## WORK TO COMPLETE:
Which lines to output? The line containing "Task: indicate the utility" and every line after it in the data below, each copied exactly.

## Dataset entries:

----------

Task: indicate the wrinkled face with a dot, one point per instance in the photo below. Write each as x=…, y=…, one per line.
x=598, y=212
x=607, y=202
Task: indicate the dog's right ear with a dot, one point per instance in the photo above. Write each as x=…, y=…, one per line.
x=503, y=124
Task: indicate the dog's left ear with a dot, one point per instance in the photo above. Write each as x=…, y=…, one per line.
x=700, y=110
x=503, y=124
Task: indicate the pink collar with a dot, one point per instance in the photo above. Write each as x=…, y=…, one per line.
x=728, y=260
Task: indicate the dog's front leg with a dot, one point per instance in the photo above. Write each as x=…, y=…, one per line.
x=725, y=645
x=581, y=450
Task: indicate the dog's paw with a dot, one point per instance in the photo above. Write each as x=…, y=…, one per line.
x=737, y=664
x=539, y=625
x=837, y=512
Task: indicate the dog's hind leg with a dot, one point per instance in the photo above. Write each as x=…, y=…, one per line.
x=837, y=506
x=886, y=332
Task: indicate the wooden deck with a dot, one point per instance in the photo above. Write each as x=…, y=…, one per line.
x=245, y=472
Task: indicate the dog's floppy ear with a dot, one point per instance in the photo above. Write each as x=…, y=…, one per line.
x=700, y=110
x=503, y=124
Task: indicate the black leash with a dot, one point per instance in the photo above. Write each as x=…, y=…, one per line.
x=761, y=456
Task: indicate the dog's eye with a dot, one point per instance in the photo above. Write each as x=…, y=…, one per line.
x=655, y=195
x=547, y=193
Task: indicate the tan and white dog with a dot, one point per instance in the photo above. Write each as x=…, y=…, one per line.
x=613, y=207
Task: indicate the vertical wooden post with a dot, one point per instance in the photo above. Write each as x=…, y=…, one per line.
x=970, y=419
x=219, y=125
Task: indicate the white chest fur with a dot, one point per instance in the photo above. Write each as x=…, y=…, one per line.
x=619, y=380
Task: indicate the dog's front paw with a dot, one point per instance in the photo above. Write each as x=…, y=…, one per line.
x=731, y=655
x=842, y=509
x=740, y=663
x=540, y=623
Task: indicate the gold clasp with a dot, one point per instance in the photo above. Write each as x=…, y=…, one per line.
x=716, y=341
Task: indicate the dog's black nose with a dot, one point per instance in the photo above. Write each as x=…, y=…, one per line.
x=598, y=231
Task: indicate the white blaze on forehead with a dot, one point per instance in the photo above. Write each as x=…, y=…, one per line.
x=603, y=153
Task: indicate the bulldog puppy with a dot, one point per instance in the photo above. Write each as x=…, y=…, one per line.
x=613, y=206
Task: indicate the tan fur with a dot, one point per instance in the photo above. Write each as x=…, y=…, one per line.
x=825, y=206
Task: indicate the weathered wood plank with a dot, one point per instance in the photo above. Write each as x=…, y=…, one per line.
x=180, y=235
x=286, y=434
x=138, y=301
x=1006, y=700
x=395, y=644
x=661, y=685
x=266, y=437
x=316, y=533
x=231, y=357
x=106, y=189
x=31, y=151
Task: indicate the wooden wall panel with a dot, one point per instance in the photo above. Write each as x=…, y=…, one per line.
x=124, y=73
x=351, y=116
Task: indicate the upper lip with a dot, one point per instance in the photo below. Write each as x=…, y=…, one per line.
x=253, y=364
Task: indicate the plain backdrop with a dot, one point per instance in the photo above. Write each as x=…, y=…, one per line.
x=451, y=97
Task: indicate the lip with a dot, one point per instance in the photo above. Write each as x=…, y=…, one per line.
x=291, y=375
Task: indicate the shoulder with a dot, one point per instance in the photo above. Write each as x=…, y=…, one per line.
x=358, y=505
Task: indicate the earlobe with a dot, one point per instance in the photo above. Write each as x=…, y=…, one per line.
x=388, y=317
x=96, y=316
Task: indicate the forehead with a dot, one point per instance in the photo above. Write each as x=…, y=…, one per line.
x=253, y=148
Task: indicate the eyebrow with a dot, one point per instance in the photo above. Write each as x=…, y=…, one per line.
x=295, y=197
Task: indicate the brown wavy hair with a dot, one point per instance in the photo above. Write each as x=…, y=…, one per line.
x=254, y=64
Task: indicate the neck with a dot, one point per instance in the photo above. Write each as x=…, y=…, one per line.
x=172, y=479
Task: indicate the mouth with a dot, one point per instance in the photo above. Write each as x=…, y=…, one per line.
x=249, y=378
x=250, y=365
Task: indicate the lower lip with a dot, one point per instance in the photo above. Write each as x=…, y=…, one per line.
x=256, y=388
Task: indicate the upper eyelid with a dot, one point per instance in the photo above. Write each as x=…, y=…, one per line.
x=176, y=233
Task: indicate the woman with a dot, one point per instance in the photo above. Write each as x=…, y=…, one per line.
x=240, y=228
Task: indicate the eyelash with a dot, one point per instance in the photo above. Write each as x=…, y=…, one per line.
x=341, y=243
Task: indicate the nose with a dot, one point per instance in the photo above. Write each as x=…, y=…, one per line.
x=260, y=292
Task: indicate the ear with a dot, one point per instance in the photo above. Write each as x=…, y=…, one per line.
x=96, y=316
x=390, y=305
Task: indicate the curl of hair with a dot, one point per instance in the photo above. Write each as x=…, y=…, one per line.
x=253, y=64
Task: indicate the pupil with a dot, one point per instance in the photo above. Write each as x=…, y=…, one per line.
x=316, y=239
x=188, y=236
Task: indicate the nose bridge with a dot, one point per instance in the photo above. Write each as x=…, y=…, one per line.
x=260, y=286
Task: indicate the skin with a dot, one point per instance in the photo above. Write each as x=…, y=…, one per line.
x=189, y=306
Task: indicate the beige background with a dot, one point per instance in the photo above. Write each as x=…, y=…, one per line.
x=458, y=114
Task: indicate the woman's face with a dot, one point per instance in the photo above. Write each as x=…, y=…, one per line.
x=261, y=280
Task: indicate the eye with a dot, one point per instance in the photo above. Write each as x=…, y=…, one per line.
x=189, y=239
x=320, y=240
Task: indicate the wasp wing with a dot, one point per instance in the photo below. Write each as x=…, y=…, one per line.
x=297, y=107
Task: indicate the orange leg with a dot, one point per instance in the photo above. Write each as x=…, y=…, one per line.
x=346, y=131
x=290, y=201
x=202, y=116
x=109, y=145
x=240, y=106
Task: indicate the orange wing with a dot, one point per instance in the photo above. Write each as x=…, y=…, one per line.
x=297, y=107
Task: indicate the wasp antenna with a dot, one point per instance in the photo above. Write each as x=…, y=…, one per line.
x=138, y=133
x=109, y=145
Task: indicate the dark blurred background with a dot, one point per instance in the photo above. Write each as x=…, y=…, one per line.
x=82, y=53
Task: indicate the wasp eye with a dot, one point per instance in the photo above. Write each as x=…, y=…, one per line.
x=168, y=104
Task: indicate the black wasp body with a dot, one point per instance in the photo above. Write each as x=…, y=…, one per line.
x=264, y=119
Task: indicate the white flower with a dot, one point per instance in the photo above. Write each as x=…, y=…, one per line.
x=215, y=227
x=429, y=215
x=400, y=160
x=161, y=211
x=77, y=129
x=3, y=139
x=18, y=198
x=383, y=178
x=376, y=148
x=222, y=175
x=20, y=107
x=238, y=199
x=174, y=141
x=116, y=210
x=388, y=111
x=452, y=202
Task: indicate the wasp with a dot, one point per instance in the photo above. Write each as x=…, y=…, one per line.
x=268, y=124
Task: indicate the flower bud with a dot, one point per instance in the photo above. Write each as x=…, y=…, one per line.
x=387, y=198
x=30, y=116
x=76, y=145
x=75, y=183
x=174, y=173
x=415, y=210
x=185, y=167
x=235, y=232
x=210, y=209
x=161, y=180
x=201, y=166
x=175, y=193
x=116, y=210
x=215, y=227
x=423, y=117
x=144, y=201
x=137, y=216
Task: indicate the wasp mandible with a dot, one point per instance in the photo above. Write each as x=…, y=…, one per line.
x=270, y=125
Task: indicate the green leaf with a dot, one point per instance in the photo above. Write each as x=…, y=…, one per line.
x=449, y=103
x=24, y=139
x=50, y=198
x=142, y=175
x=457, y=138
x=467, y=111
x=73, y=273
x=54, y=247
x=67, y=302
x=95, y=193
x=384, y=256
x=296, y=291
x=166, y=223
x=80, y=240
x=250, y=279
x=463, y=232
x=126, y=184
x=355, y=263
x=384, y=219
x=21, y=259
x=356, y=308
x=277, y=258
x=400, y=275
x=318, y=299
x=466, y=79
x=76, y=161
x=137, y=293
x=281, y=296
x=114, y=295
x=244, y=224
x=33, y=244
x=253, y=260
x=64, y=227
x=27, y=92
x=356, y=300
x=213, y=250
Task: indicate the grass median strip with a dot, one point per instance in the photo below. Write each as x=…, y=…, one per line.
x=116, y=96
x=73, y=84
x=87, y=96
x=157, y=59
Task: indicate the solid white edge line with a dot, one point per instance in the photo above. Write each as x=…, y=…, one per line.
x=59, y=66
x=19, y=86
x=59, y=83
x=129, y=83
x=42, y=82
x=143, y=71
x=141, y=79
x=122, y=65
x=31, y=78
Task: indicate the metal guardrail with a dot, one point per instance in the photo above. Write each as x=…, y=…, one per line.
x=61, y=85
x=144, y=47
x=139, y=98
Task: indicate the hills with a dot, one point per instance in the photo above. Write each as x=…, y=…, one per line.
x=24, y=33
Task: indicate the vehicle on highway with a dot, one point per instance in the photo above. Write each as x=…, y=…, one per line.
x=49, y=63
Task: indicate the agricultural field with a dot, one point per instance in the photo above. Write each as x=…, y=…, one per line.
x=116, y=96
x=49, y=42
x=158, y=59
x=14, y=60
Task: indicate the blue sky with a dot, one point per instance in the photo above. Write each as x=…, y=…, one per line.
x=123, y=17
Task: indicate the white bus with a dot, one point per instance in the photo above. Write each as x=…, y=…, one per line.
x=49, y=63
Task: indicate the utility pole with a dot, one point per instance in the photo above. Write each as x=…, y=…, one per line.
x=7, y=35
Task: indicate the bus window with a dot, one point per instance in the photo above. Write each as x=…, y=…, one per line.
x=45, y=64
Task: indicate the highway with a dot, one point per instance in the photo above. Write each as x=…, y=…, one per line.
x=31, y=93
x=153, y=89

----------

## THE COMPLETED TASK:
Task: indicate the utility pole with a dot, one point per instance in the photo above. Write each as x=…, y=…, one per line.
x=7, y=35
Task: indicate the bus window with a dot, one point per instance in the photo above. Write each as x=…, y=…, one per line.
x=45, y=64
Task: indicate the highway with a dot, one point per instance in the photo above. Write each as x=…, y=…, one per line.
x=31, y=93
x=153, y=89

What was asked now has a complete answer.